▶ **Task instructions**
Count the lines in the items that contain the word "post", with case counting. Give only the number.

[Data entries]
--- start ---
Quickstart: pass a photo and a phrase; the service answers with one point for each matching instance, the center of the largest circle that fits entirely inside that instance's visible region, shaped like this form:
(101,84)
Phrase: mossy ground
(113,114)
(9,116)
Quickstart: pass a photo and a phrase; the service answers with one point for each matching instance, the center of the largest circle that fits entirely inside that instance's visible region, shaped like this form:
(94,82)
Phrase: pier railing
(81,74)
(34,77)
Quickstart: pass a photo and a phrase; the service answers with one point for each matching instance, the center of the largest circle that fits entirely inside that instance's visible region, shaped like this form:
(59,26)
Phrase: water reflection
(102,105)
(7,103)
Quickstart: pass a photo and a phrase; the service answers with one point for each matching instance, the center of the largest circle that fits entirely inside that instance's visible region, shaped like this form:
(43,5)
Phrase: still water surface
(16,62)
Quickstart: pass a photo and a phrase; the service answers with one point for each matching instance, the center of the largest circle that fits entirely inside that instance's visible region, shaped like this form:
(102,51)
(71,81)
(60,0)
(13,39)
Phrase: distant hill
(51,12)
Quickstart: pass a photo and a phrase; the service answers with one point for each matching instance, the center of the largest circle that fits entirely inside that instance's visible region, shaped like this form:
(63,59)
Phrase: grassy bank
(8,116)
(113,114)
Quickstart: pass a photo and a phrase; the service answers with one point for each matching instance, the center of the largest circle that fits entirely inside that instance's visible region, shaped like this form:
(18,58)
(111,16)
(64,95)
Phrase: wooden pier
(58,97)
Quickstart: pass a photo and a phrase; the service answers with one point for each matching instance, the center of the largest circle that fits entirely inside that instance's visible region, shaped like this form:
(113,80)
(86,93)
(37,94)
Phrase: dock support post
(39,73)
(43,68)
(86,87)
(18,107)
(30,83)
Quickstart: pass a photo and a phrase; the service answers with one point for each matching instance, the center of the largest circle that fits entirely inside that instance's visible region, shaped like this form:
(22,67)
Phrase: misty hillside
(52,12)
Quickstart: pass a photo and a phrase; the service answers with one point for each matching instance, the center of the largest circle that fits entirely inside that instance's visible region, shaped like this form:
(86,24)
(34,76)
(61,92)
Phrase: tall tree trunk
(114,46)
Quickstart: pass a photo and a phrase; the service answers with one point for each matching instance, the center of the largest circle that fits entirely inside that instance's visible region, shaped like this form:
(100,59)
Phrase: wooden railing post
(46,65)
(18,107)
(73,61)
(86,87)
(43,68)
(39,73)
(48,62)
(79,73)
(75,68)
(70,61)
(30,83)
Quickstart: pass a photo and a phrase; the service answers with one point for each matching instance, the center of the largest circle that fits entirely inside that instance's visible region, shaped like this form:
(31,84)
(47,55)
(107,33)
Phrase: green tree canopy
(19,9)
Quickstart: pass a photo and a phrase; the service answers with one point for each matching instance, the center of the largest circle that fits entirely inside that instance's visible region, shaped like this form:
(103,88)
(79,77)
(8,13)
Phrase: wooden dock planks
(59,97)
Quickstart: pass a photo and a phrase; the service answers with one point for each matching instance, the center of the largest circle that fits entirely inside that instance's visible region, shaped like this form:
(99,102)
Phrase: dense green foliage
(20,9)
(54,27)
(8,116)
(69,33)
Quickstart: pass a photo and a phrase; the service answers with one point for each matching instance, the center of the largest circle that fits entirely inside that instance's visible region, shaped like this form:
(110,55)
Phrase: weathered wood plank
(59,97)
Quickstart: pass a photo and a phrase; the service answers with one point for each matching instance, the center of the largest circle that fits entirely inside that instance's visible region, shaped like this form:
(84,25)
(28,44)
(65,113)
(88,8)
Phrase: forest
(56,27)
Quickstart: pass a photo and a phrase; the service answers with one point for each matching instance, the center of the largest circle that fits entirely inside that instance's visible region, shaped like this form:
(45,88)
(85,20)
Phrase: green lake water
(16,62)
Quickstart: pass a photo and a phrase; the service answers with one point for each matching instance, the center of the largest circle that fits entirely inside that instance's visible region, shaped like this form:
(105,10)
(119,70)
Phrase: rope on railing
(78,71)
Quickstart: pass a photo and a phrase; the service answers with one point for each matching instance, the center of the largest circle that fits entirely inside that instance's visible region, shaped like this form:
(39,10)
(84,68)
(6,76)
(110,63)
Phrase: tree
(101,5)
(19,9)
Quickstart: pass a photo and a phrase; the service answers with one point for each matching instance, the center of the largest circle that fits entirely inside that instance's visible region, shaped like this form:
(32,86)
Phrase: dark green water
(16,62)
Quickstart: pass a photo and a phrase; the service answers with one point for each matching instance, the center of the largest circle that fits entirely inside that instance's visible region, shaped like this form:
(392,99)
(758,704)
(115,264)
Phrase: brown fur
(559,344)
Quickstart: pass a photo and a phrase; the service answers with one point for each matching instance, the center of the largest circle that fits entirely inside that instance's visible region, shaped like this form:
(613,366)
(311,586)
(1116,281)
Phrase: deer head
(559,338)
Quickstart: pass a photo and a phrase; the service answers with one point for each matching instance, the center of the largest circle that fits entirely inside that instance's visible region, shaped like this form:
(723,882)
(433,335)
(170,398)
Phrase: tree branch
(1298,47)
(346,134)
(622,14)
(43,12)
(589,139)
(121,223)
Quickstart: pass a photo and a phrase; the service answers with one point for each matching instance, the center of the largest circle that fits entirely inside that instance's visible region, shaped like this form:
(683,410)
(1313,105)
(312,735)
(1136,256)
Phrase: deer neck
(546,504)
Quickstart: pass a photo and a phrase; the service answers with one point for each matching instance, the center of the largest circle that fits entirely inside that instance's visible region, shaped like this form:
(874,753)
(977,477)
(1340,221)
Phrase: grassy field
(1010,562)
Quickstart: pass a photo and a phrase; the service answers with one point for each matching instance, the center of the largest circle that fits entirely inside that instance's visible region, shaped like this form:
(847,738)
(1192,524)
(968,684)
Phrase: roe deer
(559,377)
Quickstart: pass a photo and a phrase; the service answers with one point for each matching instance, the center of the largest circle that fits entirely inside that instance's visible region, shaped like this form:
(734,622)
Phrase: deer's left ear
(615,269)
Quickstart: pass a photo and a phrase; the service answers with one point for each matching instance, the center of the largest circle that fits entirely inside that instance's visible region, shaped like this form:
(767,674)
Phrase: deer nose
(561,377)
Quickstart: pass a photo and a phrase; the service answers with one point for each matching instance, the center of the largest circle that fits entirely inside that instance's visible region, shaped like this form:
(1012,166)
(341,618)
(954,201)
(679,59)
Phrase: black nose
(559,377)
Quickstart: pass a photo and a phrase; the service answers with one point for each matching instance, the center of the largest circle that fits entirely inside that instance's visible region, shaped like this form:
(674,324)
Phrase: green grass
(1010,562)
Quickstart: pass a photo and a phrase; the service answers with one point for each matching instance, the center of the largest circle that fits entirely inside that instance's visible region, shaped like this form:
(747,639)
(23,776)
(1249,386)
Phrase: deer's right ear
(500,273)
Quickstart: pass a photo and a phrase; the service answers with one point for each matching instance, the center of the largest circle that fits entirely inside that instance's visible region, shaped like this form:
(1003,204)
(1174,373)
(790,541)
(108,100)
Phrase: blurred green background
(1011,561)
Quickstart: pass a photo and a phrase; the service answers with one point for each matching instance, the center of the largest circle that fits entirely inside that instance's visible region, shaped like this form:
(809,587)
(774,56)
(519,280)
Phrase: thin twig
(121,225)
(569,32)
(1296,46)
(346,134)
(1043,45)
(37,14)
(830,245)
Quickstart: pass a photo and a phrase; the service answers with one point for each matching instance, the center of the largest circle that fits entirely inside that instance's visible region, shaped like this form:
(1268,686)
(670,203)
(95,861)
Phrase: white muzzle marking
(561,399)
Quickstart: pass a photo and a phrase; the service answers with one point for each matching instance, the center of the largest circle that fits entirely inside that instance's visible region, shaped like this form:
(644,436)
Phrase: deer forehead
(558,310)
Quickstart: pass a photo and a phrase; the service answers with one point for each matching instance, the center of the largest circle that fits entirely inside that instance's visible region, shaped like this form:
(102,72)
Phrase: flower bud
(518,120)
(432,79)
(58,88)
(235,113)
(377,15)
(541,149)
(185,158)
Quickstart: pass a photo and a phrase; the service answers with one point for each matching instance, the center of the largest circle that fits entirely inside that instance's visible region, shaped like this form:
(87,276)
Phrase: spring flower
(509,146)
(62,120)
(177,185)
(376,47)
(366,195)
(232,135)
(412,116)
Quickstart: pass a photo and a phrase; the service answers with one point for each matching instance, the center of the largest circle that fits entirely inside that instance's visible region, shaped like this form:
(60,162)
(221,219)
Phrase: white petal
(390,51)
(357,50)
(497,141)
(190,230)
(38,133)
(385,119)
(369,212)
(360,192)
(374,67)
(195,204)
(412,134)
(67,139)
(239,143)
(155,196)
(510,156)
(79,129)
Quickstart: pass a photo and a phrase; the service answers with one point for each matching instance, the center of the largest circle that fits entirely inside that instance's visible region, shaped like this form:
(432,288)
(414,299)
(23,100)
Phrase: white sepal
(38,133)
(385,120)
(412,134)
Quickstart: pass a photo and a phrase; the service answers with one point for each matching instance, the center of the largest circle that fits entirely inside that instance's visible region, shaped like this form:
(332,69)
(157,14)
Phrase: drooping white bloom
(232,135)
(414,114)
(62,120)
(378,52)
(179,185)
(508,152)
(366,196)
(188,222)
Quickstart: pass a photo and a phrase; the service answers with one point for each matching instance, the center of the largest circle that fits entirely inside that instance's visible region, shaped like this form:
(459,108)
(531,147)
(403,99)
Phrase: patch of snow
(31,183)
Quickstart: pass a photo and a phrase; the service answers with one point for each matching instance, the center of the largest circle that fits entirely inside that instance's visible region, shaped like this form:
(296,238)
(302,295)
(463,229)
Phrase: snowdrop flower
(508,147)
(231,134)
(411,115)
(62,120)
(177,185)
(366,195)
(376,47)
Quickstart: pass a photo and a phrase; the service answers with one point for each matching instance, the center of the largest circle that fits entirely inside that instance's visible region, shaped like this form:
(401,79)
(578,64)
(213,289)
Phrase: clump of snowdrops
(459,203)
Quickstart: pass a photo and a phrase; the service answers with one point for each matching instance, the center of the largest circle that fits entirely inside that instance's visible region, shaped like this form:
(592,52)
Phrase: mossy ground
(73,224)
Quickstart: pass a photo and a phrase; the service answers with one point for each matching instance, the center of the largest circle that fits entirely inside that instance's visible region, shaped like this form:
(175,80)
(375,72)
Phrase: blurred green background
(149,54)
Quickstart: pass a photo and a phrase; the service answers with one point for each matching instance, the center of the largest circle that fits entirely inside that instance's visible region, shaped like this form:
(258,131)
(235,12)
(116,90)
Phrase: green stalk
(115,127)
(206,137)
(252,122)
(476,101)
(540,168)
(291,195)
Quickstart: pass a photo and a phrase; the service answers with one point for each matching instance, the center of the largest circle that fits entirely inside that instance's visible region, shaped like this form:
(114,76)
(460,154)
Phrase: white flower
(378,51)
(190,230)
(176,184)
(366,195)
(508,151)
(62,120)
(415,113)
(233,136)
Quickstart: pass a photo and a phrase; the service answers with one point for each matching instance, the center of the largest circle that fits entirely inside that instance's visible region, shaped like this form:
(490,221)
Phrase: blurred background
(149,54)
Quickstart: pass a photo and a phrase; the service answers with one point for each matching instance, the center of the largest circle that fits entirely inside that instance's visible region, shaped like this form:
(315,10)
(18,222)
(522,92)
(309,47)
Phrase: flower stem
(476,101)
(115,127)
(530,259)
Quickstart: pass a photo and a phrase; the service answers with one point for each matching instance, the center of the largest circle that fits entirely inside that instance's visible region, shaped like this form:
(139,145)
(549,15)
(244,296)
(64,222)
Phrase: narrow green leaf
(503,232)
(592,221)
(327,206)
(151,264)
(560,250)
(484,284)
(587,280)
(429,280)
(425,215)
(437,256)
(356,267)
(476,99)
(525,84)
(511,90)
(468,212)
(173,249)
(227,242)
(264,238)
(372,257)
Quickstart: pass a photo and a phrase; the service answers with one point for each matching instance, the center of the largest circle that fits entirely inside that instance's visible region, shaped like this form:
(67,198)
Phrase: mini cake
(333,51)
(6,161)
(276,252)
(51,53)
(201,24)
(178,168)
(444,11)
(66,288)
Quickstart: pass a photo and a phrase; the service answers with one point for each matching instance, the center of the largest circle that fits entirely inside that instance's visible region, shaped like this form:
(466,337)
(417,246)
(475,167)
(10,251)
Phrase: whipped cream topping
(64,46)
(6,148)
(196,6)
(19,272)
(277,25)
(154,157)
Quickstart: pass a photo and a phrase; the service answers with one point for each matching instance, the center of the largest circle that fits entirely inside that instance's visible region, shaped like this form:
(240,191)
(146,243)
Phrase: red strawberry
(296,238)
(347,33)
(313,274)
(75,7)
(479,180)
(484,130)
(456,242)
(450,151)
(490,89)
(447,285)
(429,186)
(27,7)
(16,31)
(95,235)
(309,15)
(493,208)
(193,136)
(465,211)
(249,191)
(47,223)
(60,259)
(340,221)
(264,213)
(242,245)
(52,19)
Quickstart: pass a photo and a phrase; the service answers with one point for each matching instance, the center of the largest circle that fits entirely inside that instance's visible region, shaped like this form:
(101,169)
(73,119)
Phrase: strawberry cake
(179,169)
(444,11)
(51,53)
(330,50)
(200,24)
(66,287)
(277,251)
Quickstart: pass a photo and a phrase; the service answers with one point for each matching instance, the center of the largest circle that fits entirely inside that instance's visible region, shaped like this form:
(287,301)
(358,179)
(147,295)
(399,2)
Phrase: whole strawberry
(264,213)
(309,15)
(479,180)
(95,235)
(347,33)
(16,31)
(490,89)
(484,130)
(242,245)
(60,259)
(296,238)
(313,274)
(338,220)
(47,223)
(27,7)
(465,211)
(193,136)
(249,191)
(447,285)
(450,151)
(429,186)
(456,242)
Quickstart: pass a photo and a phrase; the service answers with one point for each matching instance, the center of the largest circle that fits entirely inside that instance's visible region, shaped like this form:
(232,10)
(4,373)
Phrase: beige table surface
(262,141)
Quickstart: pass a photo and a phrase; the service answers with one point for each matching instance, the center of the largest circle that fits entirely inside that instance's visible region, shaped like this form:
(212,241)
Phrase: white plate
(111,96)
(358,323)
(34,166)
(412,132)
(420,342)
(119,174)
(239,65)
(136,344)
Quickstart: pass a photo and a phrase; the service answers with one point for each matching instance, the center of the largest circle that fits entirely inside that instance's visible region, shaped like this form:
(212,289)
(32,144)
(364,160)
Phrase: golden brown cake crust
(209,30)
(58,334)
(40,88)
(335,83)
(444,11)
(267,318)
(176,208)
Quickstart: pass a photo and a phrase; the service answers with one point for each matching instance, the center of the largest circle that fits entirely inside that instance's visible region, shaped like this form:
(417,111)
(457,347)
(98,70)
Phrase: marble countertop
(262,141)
--- end ---
▶ **Correct result**
2